* Exercise materials:
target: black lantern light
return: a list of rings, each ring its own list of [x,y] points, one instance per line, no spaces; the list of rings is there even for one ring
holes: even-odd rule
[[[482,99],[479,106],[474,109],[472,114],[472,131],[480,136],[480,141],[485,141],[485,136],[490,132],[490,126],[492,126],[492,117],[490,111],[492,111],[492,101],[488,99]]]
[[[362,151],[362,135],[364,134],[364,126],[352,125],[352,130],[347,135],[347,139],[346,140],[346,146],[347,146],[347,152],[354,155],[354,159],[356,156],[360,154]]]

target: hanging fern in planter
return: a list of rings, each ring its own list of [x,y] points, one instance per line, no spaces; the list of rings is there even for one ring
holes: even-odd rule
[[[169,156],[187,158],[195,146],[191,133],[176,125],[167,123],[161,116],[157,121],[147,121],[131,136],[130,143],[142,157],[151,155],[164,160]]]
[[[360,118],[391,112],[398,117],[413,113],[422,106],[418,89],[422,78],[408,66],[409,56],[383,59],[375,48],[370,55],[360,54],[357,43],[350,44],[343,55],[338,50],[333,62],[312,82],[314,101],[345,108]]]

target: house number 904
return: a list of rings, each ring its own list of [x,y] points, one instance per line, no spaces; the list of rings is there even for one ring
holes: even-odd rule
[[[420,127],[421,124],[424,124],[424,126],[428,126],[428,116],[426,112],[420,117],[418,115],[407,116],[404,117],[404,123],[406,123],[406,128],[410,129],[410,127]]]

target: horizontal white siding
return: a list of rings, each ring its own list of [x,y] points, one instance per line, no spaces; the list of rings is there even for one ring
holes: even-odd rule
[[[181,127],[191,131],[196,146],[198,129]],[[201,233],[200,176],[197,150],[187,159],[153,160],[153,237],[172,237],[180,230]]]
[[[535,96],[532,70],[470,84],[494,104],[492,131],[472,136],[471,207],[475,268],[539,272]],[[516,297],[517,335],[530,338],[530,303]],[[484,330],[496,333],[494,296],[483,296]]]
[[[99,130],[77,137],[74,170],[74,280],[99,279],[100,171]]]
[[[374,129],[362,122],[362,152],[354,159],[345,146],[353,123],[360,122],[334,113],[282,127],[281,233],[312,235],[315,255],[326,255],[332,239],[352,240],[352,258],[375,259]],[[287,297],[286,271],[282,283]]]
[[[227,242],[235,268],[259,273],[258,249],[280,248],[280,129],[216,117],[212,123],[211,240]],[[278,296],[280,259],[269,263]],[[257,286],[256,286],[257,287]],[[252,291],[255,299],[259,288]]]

* What to work on: Reproduce all of the material above, replacing every occurrence of "even-odd rule" with "nonzero winding rule" and leaving everything else unchanged.

* Solution to this task:
target: black lantern light
return: a list of rings, each ring its own list of [x,y] points, one instance per line, no spaces; the list of rings is there even for one ring
holes: nonzero winding rule
[[[482,99],[479,106],[474,109],[472,114],[472,131],[480,136],[480,141],[485,141],[485,136],[490,132],[490,126],[492,126],[492,117],[490,111],[492,111],[492,101],[488,99]]]
[[[362,151],[362,135],[364,134],[364,126],[352,125],[352,130],[347,135],[347,139],[346,140],[346,146],[347,146],[347,152],[354,155],[354,159],[356,156],[360,154]]]

target: hanging fern in planter
return: a list of rings, each ring its own list of [x,y] points, one instance per line, no spaces; the list of rings is there even for one ring
holes: nonzero winding rule
[[[169,156],[187,158],[195,146],[191,133],[176,125],[167,123],[161,116],[157,121],[147,121],[131,136],[130,143],[142,157],[151,155],[164,160]]]
[[[360,118],[391,112],[398,117],[413,113],[422,106],[418,89],[422,78],[408,66],[409,56],[383,59],[375,48],[370,55],[360,54],[357,43],[350,44],[343,55],[338,50],[333,62],[312,82],[314,101],[345,108]]]

target: house number 904
return: a list of rings, each ring its own list of [x,y] points, one instance per line, no spaces; the list of rings is there even for one ring
holes: nonzero winding rule
[[[420,127],[421,124],[424,124],[424,126],[428,126],[428,116],[426,112],[420,117],[418,115],[407,116],[404,117],[404,123],[406,123],[406,128],[410,129],[410,127]]]

target: horizontal white siding
return: a list of rings, each ring its own list of [x,y] points, one instance per line, no spaces; the list of rings is there even for one ring
holes: nonzero winding rule
[[[181,127],[191,131],[196,146],[198,129]],[[201,233],[200,176],[197,150],[187,159],[153,160],[153,237],[172,237],[180,230]]]
[[[535,96],[532,70],[470,84],[494,104],[492,131],[472,136],[471,207],[475,268],[539,272]],[[516,297],[517,335],[530,338],[530,303]],[[484,330],[496,333],[494,296],[483,296]]]
[[[99,130],[77,137],[74,170],[74,280],[99,279],[100,171]]]
[[[374,129],[362,122],[362,152],[354,159],[345,146],[353,123],[360,122],[334,113],[282,127],[281,233],[312,235],[315,255],[326,255],[332,239],[352,240],[352,258],[375,259]],[[287,297],[286,271],[282,283]]]
[[[227,242],[235,268],[259,273],[258,249],[280,248],[280,129],[216,117],[212,123],[211,240]],[[278,296],[280,259],[269,263]],[[257,286],[256,286],[257,287]],[[252,291],[255,299],[259,288]]]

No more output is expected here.